══ Texto mostrado ══

La victoria del trumpista Kast augura un giro a la derecha en Hispanoamérica
Ya llueve menos en Hispanoamérica. José Antonio Kast, definido unánimemente como «ultraconservador» y «trumpista», se ha impuesto claramente en la segunda vuelta de las presidenciales en Chile, obteniendo el 58,18% del voto frente al 41,82% de la candidata oficialista, la comunista Jeannette Jara.
Kast viene con votos prestados. En la primera vuelta no hubo un claro ganador y Kast quedó ligeramente por debajo de la comunista, porque la derecha -¡oh, sorpresa!- llegaba separada en tres grandes partidos a los comicios: el propio Kast, la senadora de centroderecha Evelyn Matthei y el congresista libertario Johannes Kaiser.
La importancia de esta victoria, naturalmente, supera con mucho las fronteras del país, porque viene a confirmar el cambio de la marea roja, auspiciada por el Foro de Puebla, en la que abrió brecha la victoria en Argentina del libertario Javier Milei.
Además, la caída de Chile en el bando de la izquierda radical de manos de ese podemita austral, Gabriel Boric, había resultado en su día una derrota especialmente desoladora, ya que Chile se ha visto siempre como una rara avis en el continente, más próspero y con menos problemas sociales que sus vecinos. De hecho, el ya presidente electo ha calificado al caótico mandato de Boric como «quizás el peor gobierno en la historia democrática de Chile».
Como el comienzo de un nuevo ciclo en la política de Hispanoamérica, de una deriva hacia la derecha, es, de hecho, como ha saludado el propio Javier Milei la victoria de Kast, «un paso más de nuestra región en defensa de la vida, la libertad y la propiedad privada».
Pero hay algo más en esta victoria, algo que no sólo afecta a Hispanoamérica, sino que resuena en casi todo en Occidente, de lo que Trump es, si se quiere, el catalizador, pero en absoluto el autor. Me refiero a un hartazgo casi universal, generalizado, de la gastadísima fórmula progre, de una izquierda viejuna y agotada, ayuna de nuevas ideas.
Por supuesto, la dinámica política obliga a sus rivales ideológicos de todo el mundo a presentar a Kast como la última careta de una «ultraderecha» terrible que nos acecha. Nada puede ser más distinto de la realidad. Es un deseo de normalidad, un hastío de la experimentación social y económica. Kast no es un líder carismático ni un producto de marketing político, es un padre de nueve hijos, católico sin estridencias, capaz de hablarle a la gente en un lenguaje que entienden, quizá porque él mismo es alguien corriente.
Si la izquierda se empeña en presentarle como un peligroso extremista, sea: lo hacen con todos, más ahora que ven, con alarma, cómo la ventana de Overton se abre por el lado que menos esperaban. Pero cualquiera puede ver hasta qué punto se trata de una narrativa artificial, nacida de la desesperación.
Kast no es nostalgia, no es extremismo: es una vuelta a la sensatez, a la normalidad, a lo que hace no tantas décadas se consideraba parte del pensamiento corriente, compartido por una amplísima mayoría en ambas orillas del Atlántico.
El binomio Milei-Kast anuncia el cambio de la marea en su región. Pero es también síntoma de ese hartazgo generalizado en nuestras sociedades y de la incapacidad de la nueva izquierda para proponer ideas e iniciativas que resuelvan los problemas reales de la gente corriente.

═══
══ Información proporcionada ══

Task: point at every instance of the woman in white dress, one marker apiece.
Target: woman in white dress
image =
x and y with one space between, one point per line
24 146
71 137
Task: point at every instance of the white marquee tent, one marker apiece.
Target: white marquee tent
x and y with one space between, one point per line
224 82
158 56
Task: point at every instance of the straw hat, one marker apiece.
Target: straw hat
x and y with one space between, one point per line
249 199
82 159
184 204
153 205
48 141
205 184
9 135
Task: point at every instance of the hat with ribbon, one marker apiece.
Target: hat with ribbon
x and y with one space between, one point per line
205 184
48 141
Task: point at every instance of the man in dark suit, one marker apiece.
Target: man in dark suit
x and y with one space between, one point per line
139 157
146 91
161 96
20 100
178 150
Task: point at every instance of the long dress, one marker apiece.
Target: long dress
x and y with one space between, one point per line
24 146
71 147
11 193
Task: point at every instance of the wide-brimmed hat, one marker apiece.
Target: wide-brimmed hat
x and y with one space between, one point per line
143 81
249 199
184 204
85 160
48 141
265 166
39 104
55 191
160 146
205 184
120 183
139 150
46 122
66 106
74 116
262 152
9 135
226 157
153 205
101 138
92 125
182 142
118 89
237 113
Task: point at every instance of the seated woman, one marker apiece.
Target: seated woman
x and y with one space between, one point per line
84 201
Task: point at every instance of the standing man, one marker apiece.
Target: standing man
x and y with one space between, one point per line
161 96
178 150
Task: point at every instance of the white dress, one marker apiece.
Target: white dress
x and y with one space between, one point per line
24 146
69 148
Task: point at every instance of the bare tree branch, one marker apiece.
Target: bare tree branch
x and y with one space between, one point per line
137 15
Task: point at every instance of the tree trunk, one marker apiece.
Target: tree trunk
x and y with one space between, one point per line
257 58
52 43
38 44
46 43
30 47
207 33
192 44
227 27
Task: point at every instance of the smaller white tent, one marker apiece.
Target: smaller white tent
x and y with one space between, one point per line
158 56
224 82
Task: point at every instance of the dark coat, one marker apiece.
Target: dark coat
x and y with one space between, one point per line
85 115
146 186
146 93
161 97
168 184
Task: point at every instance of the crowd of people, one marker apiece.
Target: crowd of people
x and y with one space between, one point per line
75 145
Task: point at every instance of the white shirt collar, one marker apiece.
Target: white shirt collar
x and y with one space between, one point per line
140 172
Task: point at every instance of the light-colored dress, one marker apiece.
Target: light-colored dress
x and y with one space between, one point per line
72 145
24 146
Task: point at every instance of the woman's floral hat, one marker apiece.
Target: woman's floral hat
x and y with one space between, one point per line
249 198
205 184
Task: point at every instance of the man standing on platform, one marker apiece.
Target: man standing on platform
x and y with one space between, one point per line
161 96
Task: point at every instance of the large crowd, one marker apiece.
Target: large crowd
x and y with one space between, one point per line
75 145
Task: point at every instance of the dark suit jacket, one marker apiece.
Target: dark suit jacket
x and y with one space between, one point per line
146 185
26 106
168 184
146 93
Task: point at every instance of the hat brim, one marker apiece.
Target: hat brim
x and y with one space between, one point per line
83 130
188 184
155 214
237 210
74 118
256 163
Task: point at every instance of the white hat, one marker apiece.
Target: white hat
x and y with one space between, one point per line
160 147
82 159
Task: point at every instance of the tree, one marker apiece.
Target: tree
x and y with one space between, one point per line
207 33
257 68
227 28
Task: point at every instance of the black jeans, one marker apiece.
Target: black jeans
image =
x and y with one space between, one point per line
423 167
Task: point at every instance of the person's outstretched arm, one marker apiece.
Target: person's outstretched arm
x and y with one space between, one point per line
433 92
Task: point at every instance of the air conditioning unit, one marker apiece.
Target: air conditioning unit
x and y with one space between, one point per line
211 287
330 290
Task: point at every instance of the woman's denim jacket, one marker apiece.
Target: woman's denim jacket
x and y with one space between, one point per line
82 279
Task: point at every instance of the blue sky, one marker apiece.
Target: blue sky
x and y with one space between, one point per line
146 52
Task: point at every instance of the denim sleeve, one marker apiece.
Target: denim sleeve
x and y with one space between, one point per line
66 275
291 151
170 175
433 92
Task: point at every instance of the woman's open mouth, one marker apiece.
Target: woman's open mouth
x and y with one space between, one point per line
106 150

═══

Instrucciones de trabajo
1) Reproduce literalmente el pasaje del artículo sobre la victoria de Kast que va de "Si la izquierda" a "orillas del Atlántico.".
2) Indica si cada afirmación concuerda con el artículo sobre la victoria de Kast. Responde sí o no y cita textualmente las palabras del artículo que lo deciden.
(a) Kast obtuvo el 58,18% del voto en la segunda vuelta.
(b) Kast quedó en primer lugar en la primera vuelta.
(c) El artículo presenta a Kast como un líder carismático.

Respuestas
1)
Si la izquierda se empeña en presentarle como un peligroso extremista, sea: lo hacen con todos, más ahora que ven, con alarma, cómo la ventana de Overton se abre por el lado que menos esperaban. Pero cualquiera puede ver hasta qué punto se trata de una narrativa artificial, nacida de la desesperación.
Kast no es nostalgia, no es extremismo: es una vuelta a la sensatez, a la normalidad, a lo que hace no tantas décadas se consideraba parte del pensamiento corriente, compartido por una amplísima mayoría en ambas orillas del Atlántico.

2)
(a) Sí: «obteniendo el 58,18% del voto frente al 41,82% de la candidata oficialista».
(b) No: «Kast quedó ligeramente por debajo de la comunista».
(c) No: «Kast no es un líder carismático ni un producto de marketing político».